**WHAT THE TASK ASKS**: Copy the lines from the one with "Pick out the blurred background" to the one with "pixel 245 397", both included, without changing anything.

**Pointing records**:

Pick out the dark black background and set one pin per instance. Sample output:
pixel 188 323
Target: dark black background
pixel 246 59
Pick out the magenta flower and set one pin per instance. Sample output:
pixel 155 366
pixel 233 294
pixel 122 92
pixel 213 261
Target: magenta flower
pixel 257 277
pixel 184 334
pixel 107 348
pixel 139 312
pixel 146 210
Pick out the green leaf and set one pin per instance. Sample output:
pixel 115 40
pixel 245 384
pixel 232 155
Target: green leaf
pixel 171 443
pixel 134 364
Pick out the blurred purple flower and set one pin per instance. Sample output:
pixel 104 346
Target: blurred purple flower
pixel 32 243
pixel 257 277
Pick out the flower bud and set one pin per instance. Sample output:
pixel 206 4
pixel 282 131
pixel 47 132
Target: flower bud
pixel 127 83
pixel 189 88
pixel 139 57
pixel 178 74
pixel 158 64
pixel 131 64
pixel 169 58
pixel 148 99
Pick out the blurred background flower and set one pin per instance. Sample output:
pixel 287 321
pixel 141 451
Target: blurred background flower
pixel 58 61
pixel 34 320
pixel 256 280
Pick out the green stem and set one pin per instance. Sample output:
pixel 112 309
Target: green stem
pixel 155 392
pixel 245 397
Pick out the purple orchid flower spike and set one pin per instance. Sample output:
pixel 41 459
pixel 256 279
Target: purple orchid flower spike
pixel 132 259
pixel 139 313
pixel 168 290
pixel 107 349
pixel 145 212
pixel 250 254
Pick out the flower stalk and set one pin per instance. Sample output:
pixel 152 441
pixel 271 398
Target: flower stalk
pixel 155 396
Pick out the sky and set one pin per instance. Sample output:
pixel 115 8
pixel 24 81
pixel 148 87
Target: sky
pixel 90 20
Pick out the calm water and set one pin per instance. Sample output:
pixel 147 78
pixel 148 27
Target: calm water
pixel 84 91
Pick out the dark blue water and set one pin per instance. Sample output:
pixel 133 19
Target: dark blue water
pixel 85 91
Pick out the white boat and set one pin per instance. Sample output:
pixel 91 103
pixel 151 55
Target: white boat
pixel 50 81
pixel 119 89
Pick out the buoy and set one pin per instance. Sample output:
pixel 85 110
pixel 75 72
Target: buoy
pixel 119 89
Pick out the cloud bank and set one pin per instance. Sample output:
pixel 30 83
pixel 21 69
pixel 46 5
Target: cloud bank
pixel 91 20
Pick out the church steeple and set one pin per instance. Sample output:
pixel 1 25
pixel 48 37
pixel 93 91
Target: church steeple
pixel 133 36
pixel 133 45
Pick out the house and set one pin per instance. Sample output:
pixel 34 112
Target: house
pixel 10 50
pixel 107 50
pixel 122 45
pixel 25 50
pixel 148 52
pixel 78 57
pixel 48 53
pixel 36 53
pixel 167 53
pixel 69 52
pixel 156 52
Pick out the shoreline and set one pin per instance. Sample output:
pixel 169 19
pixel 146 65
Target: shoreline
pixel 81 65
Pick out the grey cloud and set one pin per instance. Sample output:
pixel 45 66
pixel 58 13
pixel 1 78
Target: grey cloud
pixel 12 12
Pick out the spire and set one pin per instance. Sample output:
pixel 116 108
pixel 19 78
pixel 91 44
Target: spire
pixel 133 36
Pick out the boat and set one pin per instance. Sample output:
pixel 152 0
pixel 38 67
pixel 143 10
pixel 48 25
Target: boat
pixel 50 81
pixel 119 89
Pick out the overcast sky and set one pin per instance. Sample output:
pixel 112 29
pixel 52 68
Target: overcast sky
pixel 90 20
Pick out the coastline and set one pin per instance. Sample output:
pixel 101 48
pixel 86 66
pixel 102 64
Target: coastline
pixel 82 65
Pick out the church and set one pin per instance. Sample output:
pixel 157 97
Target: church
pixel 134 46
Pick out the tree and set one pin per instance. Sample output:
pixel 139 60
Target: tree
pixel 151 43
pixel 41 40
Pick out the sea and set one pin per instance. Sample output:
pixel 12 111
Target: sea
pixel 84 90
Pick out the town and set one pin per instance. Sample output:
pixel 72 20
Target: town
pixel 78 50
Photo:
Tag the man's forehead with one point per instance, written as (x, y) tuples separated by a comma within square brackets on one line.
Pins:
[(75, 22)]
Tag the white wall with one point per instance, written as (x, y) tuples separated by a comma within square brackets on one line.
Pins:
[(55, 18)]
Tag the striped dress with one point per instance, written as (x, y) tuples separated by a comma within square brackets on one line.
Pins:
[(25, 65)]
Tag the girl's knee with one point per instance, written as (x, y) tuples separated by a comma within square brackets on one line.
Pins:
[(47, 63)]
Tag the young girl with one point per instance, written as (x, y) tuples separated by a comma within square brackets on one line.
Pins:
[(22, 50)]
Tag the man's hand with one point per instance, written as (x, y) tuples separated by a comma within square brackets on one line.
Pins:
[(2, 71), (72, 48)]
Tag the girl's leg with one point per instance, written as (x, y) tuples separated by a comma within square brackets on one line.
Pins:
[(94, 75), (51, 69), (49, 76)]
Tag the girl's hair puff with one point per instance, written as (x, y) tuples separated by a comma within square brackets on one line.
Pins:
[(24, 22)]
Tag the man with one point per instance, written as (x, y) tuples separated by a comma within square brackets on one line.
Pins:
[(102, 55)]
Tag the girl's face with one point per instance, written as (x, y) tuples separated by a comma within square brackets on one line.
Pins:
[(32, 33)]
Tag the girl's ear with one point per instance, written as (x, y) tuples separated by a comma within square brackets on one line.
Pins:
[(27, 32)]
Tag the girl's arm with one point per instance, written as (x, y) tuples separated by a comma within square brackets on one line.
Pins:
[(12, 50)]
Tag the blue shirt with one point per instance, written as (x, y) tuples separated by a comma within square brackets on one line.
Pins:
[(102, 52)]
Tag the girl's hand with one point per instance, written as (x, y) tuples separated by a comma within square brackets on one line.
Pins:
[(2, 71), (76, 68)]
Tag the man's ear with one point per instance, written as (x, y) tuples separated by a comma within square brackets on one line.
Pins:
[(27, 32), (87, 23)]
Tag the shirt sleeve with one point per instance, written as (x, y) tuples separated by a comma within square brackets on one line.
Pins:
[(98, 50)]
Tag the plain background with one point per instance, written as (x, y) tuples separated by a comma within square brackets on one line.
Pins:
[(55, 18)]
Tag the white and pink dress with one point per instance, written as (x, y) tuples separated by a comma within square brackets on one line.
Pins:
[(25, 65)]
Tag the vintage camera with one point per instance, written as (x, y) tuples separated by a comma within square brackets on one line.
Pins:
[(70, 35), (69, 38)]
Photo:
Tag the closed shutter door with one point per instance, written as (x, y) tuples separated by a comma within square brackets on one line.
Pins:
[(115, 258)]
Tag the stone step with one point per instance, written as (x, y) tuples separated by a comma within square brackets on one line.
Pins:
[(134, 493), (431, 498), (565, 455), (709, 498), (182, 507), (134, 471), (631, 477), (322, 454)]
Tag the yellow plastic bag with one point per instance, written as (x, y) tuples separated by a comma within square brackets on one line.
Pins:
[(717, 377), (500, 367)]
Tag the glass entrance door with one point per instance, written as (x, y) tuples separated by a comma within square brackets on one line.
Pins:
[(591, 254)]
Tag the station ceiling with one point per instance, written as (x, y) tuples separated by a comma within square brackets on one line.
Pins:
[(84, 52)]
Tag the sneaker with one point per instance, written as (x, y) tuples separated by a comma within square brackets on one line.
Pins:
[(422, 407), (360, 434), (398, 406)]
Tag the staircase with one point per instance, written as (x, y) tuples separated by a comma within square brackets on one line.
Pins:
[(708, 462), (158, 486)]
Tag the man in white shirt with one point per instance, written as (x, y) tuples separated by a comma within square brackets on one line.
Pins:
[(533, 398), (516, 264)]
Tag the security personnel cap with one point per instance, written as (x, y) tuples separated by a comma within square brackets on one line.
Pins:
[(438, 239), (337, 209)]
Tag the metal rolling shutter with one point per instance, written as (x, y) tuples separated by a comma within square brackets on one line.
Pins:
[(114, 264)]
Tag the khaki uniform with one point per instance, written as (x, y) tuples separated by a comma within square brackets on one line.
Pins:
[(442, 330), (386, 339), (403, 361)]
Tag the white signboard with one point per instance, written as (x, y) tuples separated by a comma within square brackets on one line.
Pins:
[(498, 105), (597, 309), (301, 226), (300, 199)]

**PROBLEM SOLUTION**:
Pick out the blurred background flower and set one pin per instance. Sample output:
pixel 287 321
pixel 141 451
Target: blurred background flower
pixel 58 61
pixel 34 320
pixel 256 280
Pick out the green stem and set one pin per instance. Sample output:
pixel 112 309
Target: green stem
pixel 155 392
pixel 245 397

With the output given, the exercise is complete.